■ Task description:
Search the entries for lines that contain the word "receive", and report each one found.

====== Excerpted data ======

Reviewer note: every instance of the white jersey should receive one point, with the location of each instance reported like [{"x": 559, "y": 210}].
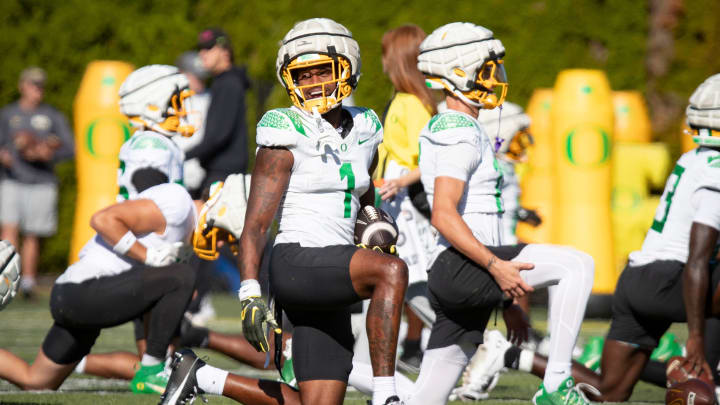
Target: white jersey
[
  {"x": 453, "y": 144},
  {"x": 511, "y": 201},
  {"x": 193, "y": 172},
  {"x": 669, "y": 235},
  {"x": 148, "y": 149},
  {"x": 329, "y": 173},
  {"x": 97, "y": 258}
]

======
====== Excerpted data ======

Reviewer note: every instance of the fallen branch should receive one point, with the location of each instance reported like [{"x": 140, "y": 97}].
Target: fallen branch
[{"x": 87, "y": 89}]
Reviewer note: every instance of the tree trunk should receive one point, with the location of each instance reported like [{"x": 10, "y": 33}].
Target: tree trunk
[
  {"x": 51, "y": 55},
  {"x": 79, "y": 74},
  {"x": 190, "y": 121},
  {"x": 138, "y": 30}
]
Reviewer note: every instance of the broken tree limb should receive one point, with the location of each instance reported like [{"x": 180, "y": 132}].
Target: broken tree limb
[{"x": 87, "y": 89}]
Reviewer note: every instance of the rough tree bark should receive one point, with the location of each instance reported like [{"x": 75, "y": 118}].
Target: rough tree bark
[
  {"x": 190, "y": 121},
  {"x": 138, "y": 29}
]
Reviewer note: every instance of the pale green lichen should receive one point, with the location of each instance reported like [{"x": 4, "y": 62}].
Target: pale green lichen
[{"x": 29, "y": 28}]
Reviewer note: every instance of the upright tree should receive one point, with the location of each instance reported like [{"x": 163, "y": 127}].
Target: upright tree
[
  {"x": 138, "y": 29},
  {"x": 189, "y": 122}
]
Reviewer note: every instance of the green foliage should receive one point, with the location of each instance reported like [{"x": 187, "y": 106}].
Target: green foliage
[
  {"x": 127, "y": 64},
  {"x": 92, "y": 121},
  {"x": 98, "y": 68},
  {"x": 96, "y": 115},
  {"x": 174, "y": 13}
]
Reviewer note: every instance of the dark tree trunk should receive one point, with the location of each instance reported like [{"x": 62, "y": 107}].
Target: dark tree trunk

======

■ Answer section:
Reviewer note: every instance of the white jersey should receive one point, with the location of each instance reported like [{"x": 559, "y": 210}].
Reviewer note: every instance of the fallen branch should receive one point, with the location of each instance reported like [{"x": 140, "y": 97}].
Reviewer note: every instance of the tree trunk should receive one point, with the location of each instance reported like [{"x": 10, "y": 33}].
Reviewer note: every instance of the broken tree limb should receive one point, with the location of each instance reported like [{"x": 180, "y": 132}].
Reviewer note: every instance of the rough tree bark should receive one point, with the location of each instance reported like [{"x": 75, "y": 118}].
Reviewer note: every instance of the pale green lichen should receive one point, with the location of each instance reported like [{"x": 4, "y": 62}].
Reviewer note: every instance of the upright tree should receive one point, with the location of each instance reported like [{"x": 163, "y": 127}].
Reviewer note: every instance of the green foliage should receive one point, with the location of each instance reported like [{"x": 187, "y": 106}].
Reviewer note: every instance of the dark tree trunk should receive one point, with the location of each instance reported like [{"x": 62, "y": 107}].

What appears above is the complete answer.